*WHAT IS REQUIRED*: Can you convert the material below, from the line containing "the green tree" through the line containing "Target: green tree", inclusive, into a Markdown table with a No. column numbering the rows and a Text column holding each line, skipping any blank lines?
____________
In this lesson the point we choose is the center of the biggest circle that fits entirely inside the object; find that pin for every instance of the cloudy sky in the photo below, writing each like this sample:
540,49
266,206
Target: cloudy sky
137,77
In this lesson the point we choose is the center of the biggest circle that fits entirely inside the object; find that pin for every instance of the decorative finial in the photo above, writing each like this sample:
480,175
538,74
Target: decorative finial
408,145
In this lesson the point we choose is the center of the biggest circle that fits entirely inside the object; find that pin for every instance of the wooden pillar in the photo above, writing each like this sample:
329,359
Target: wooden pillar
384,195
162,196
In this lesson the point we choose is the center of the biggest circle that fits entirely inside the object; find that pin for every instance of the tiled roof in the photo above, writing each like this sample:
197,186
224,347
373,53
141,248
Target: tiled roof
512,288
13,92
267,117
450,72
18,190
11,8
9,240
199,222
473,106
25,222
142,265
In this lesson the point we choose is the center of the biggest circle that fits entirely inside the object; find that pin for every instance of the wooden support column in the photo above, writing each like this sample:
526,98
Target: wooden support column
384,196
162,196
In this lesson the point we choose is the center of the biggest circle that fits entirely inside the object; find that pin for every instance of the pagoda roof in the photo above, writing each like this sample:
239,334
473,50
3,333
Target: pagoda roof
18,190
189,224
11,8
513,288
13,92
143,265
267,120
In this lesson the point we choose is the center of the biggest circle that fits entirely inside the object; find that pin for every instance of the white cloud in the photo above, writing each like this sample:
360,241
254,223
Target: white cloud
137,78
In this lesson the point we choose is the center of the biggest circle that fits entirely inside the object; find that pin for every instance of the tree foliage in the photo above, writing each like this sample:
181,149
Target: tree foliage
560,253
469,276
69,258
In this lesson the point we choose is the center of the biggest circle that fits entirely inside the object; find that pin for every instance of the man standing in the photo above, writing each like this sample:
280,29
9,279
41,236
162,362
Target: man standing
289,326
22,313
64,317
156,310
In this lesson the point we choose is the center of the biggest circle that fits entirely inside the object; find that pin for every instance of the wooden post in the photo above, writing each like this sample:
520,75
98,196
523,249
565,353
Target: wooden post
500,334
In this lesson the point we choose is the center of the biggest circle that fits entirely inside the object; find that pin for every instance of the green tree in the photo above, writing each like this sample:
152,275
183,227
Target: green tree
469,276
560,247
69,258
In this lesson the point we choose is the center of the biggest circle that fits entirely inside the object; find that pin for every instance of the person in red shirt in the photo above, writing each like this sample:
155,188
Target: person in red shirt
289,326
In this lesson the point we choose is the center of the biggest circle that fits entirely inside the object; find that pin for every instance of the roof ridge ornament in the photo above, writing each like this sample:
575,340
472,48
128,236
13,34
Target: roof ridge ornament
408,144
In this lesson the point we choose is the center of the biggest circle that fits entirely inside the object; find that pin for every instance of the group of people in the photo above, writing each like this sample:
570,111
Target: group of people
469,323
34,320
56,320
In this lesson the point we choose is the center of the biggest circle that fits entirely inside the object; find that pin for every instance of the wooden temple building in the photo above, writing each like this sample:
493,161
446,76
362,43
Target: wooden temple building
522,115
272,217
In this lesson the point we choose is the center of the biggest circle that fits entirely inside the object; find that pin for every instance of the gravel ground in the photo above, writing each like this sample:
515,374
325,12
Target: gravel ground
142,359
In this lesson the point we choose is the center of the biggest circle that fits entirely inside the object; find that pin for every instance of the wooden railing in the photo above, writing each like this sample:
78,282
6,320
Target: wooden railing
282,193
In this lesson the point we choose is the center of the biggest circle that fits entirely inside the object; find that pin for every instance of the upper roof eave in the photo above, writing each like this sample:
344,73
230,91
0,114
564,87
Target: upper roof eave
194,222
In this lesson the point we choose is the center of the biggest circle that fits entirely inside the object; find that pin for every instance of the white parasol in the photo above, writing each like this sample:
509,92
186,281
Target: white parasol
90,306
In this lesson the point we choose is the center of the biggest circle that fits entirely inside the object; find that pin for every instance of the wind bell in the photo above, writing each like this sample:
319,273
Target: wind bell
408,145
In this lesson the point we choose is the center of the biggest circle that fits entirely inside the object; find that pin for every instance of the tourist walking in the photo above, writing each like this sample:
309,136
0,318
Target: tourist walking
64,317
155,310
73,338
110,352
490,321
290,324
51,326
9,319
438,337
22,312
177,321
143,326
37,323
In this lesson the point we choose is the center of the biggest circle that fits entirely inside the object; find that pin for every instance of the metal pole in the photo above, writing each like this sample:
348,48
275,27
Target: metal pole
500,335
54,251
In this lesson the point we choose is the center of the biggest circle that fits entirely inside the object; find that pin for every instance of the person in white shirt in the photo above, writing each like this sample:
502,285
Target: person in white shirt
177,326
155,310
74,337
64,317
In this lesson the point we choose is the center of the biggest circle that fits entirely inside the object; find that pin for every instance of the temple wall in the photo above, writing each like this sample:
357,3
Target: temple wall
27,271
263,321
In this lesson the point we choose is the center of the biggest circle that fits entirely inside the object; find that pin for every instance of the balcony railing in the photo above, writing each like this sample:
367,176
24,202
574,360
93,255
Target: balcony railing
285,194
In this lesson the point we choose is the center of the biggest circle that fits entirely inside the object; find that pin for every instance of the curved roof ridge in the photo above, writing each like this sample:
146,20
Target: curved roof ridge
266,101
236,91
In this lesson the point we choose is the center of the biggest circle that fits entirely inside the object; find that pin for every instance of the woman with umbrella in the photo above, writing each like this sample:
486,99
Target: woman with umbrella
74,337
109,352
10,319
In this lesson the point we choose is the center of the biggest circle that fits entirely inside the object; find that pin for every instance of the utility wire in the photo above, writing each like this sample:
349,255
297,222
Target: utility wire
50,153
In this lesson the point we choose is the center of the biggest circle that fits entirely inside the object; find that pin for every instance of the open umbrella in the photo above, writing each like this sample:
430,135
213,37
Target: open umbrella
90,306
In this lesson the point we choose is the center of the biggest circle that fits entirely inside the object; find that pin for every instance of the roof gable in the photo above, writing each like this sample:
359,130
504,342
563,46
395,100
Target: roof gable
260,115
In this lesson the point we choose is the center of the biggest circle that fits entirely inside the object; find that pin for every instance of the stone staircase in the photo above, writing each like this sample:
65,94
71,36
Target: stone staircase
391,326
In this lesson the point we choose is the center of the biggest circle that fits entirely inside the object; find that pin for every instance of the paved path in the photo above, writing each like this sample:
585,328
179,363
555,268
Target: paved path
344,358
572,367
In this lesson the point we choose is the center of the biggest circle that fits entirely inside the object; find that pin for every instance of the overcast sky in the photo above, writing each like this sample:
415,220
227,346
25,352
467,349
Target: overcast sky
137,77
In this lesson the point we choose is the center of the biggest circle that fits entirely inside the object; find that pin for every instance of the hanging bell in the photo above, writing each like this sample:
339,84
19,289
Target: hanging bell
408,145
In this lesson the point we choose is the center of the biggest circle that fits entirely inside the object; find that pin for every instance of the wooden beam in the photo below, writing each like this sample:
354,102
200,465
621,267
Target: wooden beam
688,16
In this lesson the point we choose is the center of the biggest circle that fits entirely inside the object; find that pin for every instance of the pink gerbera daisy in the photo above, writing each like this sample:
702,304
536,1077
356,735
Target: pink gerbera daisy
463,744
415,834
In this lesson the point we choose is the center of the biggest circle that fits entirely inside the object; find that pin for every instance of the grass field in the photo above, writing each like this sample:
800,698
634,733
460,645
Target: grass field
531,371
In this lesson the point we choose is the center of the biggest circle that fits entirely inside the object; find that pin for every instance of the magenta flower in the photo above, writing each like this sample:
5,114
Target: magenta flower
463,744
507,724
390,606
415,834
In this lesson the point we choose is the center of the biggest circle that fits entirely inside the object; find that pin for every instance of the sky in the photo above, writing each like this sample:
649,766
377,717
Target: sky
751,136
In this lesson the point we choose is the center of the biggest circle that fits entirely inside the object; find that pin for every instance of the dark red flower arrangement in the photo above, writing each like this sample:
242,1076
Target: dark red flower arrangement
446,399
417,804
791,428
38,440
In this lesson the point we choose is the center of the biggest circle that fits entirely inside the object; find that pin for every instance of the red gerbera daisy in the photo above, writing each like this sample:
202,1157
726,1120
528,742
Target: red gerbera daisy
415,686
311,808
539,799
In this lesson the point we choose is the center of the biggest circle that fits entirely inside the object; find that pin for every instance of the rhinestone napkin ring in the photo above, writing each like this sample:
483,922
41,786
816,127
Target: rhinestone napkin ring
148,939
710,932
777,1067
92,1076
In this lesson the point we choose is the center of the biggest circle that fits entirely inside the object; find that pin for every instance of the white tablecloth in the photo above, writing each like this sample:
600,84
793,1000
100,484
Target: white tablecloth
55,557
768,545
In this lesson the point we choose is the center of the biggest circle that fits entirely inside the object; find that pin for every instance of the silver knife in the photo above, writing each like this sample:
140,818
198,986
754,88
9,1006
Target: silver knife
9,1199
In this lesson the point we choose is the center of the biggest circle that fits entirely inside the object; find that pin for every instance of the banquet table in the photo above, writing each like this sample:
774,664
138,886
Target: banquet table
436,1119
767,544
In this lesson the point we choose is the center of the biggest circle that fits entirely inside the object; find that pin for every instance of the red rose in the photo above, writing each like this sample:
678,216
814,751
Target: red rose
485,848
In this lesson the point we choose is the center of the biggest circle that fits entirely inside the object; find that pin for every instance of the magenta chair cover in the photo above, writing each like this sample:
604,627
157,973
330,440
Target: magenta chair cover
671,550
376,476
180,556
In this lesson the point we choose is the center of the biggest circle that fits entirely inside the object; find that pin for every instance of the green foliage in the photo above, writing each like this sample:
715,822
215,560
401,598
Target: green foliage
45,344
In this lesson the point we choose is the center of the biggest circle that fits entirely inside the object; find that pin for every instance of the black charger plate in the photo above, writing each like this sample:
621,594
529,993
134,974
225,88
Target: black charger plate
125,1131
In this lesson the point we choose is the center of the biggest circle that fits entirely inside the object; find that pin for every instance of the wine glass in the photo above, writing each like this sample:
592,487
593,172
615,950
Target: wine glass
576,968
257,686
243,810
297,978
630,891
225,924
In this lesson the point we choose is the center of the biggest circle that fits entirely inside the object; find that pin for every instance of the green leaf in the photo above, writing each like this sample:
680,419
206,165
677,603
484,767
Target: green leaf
____________
*WRITTEN SOLUTION*:
| No. | Text |
|---|---|
| 1 | In this lesson the point we choose is the center of the biggest circle that fits entirely inside the object; find that pin for every instance of the green tree in the photo above, writing each like this sample: |
| 2 | 152,275 |
| 3 | 183,227 |
| 4 | Target: green tree |